▸ Stored items
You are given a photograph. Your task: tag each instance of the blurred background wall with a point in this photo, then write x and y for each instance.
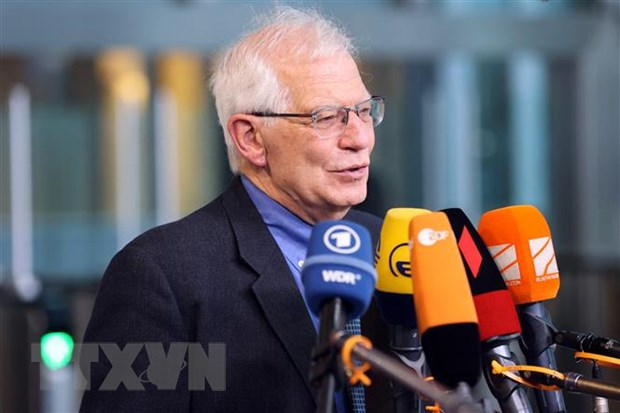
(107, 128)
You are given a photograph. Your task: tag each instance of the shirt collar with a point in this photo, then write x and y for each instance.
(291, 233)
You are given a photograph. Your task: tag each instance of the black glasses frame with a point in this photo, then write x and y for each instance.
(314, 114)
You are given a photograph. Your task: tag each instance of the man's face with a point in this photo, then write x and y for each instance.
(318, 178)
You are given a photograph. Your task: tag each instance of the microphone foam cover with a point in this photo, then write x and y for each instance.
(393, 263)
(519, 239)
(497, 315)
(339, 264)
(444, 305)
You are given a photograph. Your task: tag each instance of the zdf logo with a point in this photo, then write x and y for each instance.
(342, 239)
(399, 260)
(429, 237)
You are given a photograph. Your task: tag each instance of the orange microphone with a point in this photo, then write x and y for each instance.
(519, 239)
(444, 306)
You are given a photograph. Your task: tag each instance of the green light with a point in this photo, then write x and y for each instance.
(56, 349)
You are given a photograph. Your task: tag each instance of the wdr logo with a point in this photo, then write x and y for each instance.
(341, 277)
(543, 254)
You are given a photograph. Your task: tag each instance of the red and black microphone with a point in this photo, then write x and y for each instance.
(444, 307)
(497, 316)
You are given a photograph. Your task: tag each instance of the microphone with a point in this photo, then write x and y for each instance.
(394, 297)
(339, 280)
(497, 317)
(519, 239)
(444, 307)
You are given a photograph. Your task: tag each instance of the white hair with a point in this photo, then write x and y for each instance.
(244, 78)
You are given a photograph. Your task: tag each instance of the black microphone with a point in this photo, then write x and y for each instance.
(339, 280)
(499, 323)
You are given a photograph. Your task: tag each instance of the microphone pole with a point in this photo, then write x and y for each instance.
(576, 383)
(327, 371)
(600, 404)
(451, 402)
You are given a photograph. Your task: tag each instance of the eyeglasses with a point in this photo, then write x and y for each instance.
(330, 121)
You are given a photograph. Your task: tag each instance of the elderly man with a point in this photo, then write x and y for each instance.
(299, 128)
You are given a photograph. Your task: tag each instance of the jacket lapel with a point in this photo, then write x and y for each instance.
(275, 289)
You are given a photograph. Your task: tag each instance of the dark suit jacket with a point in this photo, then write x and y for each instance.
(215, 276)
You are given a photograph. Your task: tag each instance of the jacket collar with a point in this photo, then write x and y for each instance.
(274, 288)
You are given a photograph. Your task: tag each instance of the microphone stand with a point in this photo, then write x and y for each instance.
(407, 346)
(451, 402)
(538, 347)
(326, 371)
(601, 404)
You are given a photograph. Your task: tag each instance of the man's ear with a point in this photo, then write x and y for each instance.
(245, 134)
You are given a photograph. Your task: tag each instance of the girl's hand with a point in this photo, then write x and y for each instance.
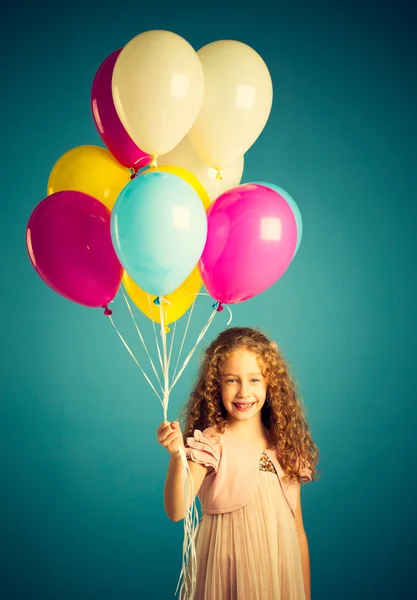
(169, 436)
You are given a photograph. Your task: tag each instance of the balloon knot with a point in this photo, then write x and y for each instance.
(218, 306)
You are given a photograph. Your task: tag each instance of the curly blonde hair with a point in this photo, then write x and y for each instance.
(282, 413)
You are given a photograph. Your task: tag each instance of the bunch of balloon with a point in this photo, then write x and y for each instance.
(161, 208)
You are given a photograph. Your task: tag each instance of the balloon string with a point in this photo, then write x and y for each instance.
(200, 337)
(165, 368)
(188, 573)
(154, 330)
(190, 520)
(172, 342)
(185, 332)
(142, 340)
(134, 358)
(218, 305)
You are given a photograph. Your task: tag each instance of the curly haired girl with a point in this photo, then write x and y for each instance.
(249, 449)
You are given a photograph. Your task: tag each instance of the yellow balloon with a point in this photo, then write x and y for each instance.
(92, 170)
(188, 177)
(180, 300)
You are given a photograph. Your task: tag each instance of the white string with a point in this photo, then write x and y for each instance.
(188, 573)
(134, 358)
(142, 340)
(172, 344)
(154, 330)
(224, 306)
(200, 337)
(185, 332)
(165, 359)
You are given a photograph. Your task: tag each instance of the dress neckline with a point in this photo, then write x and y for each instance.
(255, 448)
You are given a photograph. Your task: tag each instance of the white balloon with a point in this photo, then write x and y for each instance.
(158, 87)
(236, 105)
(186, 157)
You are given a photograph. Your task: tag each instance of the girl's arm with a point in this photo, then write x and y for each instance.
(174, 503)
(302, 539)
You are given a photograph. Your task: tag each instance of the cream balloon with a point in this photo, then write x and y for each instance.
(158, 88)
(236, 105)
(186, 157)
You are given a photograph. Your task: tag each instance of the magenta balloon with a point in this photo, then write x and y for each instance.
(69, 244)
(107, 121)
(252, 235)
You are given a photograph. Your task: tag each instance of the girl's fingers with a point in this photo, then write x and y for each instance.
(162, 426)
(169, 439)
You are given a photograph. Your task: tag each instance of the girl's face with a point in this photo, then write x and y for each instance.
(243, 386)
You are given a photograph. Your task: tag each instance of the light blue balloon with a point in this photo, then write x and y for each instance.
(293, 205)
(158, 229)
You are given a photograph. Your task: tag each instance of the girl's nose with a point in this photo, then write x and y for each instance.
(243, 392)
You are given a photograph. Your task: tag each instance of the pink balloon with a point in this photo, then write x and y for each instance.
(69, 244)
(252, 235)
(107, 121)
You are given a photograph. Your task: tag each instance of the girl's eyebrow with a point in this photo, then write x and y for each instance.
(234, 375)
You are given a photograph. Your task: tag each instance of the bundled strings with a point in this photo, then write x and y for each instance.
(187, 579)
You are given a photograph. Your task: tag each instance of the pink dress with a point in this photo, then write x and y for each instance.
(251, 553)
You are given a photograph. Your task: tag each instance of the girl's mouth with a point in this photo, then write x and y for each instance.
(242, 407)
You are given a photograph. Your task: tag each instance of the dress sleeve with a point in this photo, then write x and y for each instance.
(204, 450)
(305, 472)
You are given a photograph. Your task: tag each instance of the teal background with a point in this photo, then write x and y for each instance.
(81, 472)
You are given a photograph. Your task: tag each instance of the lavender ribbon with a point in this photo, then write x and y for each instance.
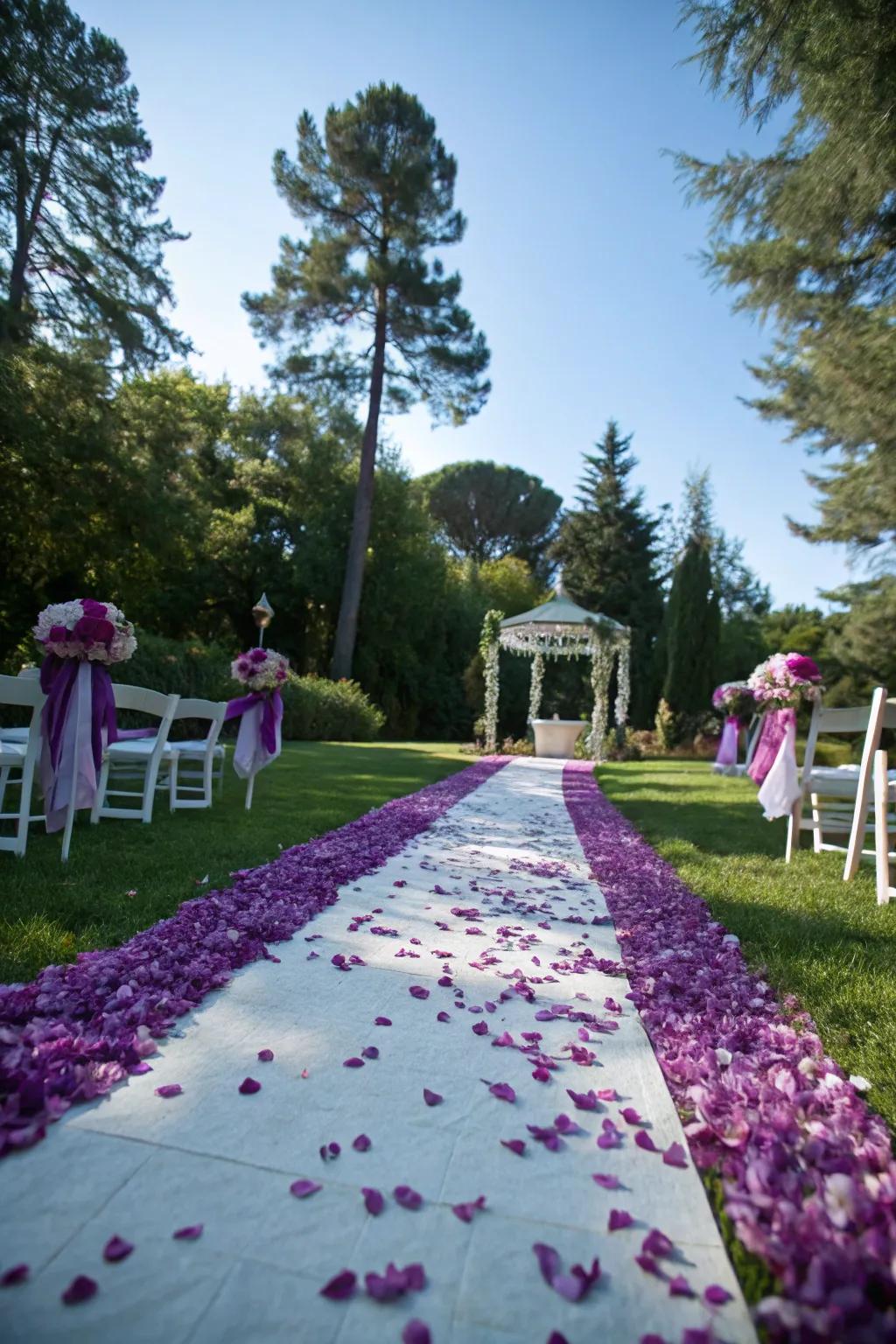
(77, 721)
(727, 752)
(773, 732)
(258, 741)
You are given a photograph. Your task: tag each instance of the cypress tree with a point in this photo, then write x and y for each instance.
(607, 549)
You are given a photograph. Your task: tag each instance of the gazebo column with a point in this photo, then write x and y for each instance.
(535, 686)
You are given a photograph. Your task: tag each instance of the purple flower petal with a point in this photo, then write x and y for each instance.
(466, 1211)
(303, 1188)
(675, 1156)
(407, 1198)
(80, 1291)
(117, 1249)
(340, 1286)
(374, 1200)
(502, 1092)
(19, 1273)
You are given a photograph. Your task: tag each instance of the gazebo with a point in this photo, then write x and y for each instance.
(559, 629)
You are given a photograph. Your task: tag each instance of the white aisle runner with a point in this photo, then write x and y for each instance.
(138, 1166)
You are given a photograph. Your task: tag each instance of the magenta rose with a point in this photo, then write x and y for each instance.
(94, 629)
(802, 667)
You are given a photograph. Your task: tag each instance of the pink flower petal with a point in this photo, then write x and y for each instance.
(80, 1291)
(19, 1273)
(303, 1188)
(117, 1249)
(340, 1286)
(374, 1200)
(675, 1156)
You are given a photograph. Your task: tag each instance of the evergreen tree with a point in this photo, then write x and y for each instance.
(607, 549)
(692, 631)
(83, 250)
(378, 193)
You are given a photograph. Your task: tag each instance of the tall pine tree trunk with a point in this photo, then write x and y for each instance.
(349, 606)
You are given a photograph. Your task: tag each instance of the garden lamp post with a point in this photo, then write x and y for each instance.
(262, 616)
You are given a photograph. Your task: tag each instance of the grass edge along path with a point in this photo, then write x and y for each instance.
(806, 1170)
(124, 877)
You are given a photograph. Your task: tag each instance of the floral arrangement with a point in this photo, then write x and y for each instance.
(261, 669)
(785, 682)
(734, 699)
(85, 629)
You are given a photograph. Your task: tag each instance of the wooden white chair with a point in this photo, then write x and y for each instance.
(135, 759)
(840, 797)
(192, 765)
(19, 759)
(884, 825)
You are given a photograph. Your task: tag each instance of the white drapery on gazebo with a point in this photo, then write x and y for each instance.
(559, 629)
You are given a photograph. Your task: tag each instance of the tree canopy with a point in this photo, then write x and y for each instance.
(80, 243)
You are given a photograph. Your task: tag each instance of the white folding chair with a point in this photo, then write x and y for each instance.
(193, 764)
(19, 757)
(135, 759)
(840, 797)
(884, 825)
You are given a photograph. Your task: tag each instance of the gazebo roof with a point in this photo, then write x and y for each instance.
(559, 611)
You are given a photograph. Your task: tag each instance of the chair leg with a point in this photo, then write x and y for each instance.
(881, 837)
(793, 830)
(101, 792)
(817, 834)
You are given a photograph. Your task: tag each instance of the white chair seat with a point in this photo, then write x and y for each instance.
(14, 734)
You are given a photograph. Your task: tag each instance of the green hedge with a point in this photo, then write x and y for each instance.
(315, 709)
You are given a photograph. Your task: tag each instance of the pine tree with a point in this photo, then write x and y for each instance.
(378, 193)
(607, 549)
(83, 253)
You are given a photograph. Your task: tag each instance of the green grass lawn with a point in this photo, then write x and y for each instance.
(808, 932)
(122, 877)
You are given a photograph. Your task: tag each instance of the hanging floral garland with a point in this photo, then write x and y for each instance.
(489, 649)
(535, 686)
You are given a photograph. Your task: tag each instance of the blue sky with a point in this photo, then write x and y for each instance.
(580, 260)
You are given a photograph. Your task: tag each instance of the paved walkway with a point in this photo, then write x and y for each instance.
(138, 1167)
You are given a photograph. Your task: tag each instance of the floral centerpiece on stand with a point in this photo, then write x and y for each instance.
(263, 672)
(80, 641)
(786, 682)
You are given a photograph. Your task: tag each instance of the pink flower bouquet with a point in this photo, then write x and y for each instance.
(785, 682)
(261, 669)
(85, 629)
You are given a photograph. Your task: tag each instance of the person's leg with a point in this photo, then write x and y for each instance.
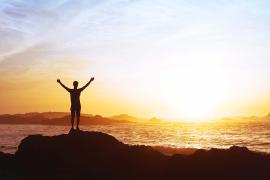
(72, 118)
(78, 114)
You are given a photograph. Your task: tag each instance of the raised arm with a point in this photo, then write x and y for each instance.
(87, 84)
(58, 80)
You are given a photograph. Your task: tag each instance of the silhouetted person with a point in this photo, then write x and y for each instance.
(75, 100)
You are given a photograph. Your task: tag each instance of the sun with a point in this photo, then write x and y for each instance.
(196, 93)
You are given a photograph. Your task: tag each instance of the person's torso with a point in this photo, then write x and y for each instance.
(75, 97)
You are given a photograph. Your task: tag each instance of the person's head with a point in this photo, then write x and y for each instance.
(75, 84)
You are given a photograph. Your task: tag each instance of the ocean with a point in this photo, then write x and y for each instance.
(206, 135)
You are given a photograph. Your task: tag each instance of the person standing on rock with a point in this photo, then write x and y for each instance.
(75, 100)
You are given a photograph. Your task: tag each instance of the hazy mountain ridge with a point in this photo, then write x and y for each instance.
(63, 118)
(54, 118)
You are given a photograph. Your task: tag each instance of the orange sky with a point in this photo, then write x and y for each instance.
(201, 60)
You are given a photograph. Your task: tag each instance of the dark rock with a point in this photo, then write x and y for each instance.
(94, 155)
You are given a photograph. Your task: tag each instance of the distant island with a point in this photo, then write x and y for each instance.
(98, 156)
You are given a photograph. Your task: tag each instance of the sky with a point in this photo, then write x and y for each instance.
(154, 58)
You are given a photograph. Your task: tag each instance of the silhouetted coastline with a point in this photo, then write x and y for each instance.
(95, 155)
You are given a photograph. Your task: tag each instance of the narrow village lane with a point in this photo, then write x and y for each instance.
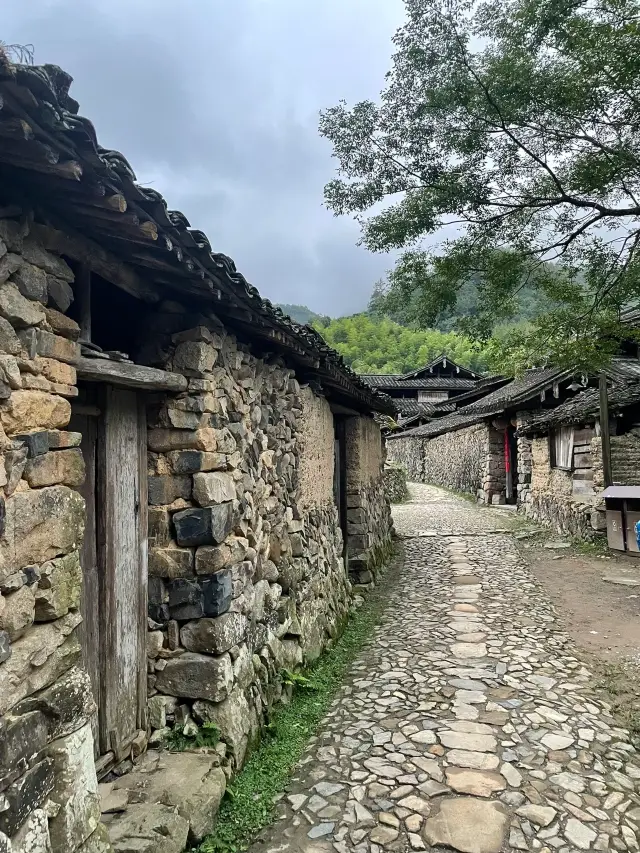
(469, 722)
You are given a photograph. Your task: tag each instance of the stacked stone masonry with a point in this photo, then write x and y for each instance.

▸ Exercise directions
Exactly repeat every line from the line that includes "the orange sky" to the end of the listing, and nothing else, leaving pictures out.

▸ Exercise solution
You are given a photograph. Your task: tag each instance of the orange sky with a point in this photo, then write x and y for each instance.
(201, 60)
You are given a photograph. Your task: tag each instance of the dark rock with a point in this photo, then write x and y for each instance.
(94, 155)
You are given a photograph. Your task: tag each instance of the distant island with a point in this photo, then write x and y for each instance.
(98, 156)
You are given a photograph. Your task: tag each instance of the sky with a point in this photo, then write x and y for each instance.
(154, 58)
You are given a photograph. Your task: tag each instance of the silhouetted coastline with a point in this photo, then write x and y for each instance.
(95, 155)
You are given a photograph. Your task: tag each instance of the narrow village lane with a point in this photo, then write x and y for each instance.
(469, 722)
You are given a photograph. Your task: tag each instance of the stacked stone masonry with a point in this photo, then write x and y for each instance.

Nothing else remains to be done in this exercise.